Please repeat the lines below word for word, from the first line through the line containing "95 L 45 100", both ends included.

== Entries provided

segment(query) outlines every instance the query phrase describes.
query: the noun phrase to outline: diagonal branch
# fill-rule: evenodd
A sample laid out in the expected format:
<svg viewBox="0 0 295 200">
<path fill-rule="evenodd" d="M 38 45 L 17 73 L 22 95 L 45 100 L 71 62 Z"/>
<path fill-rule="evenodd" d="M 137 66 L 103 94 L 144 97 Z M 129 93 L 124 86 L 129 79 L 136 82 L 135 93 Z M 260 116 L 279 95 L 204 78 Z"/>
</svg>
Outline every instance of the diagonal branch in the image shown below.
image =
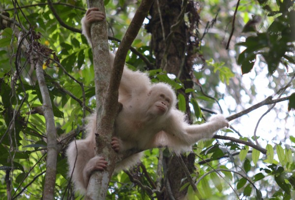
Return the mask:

====

## Exercise response
segment(query) outlines every instance the query phrase describes.
query: the noun phrase to outline: diagonal branch
# fill-rule: evenodd
A sample laid out in the expected format:
<svg viewBox="0 0 295 200">
<path fill-rule="evenodd" d="M 38 45 L 17 73 L 22 95 L 45 100 L 71 62 Z"/>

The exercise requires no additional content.